STATED GOAL
Return the records below from the line containing "Spot the autumn" onward, exactly, through and including the last line.

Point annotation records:

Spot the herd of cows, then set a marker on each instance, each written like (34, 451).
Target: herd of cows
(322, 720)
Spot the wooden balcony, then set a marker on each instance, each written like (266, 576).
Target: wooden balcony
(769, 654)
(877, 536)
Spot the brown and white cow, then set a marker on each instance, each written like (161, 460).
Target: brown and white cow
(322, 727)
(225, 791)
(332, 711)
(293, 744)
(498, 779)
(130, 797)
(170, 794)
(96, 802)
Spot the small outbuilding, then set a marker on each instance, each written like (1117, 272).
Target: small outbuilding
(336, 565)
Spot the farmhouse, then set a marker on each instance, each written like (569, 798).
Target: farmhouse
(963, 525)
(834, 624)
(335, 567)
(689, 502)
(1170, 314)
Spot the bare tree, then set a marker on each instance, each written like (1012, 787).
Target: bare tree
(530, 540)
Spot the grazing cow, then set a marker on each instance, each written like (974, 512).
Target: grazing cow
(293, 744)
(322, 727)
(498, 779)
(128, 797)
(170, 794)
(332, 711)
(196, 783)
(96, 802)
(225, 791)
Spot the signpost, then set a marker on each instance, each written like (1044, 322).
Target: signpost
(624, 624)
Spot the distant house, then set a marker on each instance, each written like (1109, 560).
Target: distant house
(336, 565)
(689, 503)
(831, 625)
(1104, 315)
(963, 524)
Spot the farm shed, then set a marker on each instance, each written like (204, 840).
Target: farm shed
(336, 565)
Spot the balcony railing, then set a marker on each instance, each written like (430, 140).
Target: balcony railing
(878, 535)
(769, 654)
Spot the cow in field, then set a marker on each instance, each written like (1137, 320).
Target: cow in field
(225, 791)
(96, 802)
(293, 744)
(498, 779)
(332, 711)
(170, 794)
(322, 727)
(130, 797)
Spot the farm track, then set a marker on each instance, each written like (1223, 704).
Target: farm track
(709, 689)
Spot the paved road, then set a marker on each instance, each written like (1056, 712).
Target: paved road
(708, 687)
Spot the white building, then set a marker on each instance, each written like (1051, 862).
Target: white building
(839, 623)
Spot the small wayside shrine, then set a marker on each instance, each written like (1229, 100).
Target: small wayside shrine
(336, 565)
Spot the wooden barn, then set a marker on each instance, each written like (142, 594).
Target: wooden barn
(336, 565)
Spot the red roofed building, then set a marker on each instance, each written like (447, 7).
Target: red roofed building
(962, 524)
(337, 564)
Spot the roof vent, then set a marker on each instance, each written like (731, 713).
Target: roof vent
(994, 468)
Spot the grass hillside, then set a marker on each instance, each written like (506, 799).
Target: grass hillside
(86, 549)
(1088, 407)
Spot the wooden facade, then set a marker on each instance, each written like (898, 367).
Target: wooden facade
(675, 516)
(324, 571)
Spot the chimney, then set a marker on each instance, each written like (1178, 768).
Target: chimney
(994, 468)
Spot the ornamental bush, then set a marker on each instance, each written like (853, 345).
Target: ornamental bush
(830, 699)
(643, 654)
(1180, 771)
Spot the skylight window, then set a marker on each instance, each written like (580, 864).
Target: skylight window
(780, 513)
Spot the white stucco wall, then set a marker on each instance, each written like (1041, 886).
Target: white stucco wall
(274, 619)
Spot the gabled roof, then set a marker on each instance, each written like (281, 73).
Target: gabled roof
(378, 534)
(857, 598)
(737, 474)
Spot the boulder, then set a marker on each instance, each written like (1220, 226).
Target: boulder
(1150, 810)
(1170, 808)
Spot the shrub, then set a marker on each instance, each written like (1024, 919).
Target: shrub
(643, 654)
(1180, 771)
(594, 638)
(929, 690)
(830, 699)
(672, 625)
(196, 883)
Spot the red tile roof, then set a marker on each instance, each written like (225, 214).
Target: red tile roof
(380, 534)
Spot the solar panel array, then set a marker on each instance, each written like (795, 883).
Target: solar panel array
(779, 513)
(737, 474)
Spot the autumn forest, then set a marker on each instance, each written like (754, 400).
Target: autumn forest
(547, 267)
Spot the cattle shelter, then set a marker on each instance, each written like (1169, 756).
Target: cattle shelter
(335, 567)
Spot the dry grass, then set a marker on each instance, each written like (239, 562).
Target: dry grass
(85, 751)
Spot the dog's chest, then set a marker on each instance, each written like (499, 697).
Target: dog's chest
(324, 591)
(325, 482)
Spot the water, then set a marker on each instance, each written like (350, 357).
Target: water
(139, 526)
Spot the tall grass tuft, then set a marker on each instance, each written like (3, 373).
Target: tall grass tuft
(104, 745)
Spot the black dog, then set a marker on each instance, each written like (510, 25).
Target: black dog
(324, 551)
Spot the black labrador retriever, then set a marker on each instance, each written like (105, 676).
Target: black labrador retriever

SOLUTION TO THIS PROBLEM
Spot the autumn forest, then set a marker on each instance, each written like (754, 400).
Target: autumn forest
(547, 267)
Spot the cattle shelter, then set a marker on each instance, each written like (1169, 756).
Target: cattle shelter
(335, 567)
Spot the dry grass, then set a marker on each instance, each written like (239, 562).
Target: dry grass
(85, 751)
Spot the dog's chest, then set a marker on each instance, each written like (499, 697).
Target: dog's chest
(324, 591)
(325, 482)
Spot the water, then set a marker on each instance, each written like (350, 357).
Target: water
(139, 526)
Spot the tall grass tuft, then set a marker on each instance, each written like (3, 373).
Target: tall grass tuft
(104, 745)
Spot the black dog, then set a marker on each instance, each written like (510, 25).
Target: black dog
(324, 551)
Spot the black labrador retriever, then set a marker on each instance, each written like (105, 676).
Target: black labrador retriever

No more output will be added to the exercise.